■ **SELECTION**:
<<<<
In this week’s episode of Whiteboard Wednesday, Walshy makes his 2018 predictions for consumer credit. Who are the winners and who are the losers? Watch on to find out.
Welcome to Whiteboard Wednesday, I’m Paul Walshe, Founder and CEO of Fair Go Finance.So this is our final Whiteboard Wednesday session for 2017 so it’s timely we look forward to what’s happening in 2018 and give our projections as to what we see occurring, for what they’re worth.
Key Themes for Consumer Finance in 2018
So key themes we see as affecting 2018 are really a continuation of some of the things that have occurred over the last few years but are going to have an impact next year. They are technology, data sharing and regulation.
So in terms of technology we’ve got new payment platforms coming into effect early in the year and then you’ve got other currencies, cryptocurrencies and other apps that are coming into the market on the back of either new platforms or just in general innovations from lenders or finance providers.
In terms of data sharing, that’s Comprehensive Credit Reporting which has been building momentum for the last few years but we’ve seen a lot more commitment from lenders on the back of threats from government which are really driving a higher level, or expected higher level, of contribution next year.
>>>>
■ **LISTED RECORDS**:
<<<<
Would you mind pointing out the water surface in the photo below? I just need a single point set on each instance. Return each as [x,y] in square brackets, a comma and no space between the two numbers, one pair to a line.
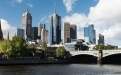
[60,69]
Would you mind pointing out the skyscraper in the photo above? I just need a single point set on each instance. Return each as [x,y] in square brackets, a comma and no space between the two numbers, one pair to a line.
[34,33]
[66,32]
[101,39]
[40,27]
[44,36]
[1,33]
[27,24]
[54,28]
[90,34]
[73,31]
[16,32]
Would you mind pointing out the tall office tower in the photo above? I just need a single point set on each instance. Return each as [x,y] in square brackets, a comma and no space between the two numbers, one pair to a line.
[7,38]
[73,31]
[66,32]
[54,28]
[16,32]
[101,39]
[34,33]
[90,34]
[44,36]
[27,24]
[1,33]
[40,27]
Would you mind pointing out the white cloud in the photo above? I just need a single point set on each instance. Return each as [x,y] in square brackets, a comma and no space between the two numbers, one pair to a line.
[13,2]
[5,26]
[69,4]
[18,1]
[30,4]
[106,17]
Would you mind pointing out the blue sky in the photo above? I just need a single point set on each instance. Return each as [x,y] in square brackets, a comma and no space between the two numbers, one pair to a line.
[104,14]
[12,11]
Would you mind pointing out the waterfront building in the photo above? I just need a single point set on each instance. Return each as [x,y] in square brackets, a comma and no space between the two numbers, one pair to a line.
[40,27]
[44,36]
[54,28]
[34,33]
[27,24]
[1,33]
[7,38]
[90,34]
[101,39]
[16,32]
[66,32]
[76,45]
[73,31]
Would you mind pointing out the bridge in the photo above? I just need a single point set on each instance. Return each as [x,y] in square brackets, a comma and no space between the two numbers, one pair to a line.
[100,54]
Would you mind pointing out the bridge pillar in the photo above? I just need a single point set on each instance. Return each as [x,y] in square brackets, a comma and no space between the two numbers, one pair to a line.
[99,59]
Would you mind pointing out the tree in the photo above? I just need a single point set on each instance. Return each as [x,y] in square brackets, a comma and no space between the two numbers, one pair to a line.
[44,46]
[60,52]
[6,47]
[19,46]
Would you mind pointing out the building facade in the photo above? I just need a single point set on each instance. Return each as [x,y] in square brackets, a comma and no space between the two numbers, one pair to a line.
[90,34]
[73,31]
[34,33]
[1,33]
[16,32]
[66,32]
[54,29]
[40,27]
[27,25]
[101,39]
[44,36]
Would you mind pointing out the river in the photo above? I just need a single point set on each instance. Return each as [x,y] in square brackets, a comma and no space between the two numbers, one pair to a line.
[61,69]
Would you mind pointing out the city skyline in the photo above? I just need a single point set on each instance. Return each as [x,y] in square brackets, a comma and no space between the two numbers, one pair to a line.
[96,12]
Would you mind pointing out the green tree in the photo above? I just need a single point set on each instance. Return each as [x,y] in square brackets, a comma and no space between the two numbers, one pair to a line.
[44,46]
[19,46]
[60,52]
[6,47]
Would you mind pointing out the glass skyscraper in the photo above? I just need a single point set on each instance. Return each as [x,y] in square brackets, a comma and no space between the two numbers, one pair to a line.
[27,25]
[54,28]
[90,34]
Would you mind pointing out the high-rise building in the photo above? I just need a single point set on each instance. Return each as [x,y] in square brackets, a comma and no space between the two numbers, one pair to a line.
[66,32]
[54,28]
[101,39]
[27,24]
[40,27]
[7,38]
[34,33]
[73,31]
[1,33]
[90,34]
[44,35]
[16,32]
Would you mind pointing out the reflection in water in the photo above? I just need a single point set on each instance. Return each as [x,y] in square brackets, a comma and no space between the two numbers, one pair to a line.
[59,69]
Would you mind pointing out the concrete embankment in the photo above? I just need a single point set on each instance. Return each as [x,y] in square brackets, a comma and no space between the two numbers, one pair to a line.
[17,62]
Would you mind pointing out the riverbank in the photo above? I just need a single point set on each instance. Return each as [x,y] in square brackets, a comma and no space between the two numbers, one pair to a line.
[25,62]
>>>>
■ **WRITTEN EXERCISE**: Copy out the entire consumer credit text word for word. The listing has no connection to the consumer credit text.

■ **RESPONSE TO THIS EXERCISE**:
In this week’s episode of Whiteboard Wednesday, Walshy makes his 2018 predictions for consumer credit. Who are the winners and who are the losers? Watch on to find out.
Welcome to Whiteboard Wednesday, I’m Paul Walshe, Founder and CEO of Fair Go Finance.So this is our final Whiteboard Wednesday session for 2017 so it’s timely we look forward to what’s happening in 2018 and give our projections as to what we see occurring, for what they’re worth.
Key Themes for Consumer Finance in 2018
So key themes we see as affecting 2018 are really a continuation of some of the things that have occurred over the last few years but are going to have an impact next year. They are technology, data sharing and regulation.
So in terms of technology we’ve got new payment platforms coming into effect early in the year and then you’ve got other currencies, cryptocurrencies and other apps that are coming into the market on the back of either new platforms or just in general innovations from lenders or finance providers.
In terms of data sharing, that’s Comprehensive Credit Reporting which has been building momentum for the last few years but we’ve seen a lot more commitment from lenders on the back of threats from government which are really driving a higher level, or expected higher level, of contribution next year.